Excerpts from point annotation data
········

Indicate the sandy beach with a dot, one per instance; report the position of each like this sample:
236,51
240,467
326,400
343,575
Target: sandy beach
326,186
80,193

········

= Stated problem =
Change every "sandy beach" in the data above to "rocky shore", keeping all other text the same.

= Full solution =
Indicate the rocky shore with a dot, one per instance; report the position of each like this sample:
236,51
240,467
326,400
343,575
Target: rocky shore
326,186
80,193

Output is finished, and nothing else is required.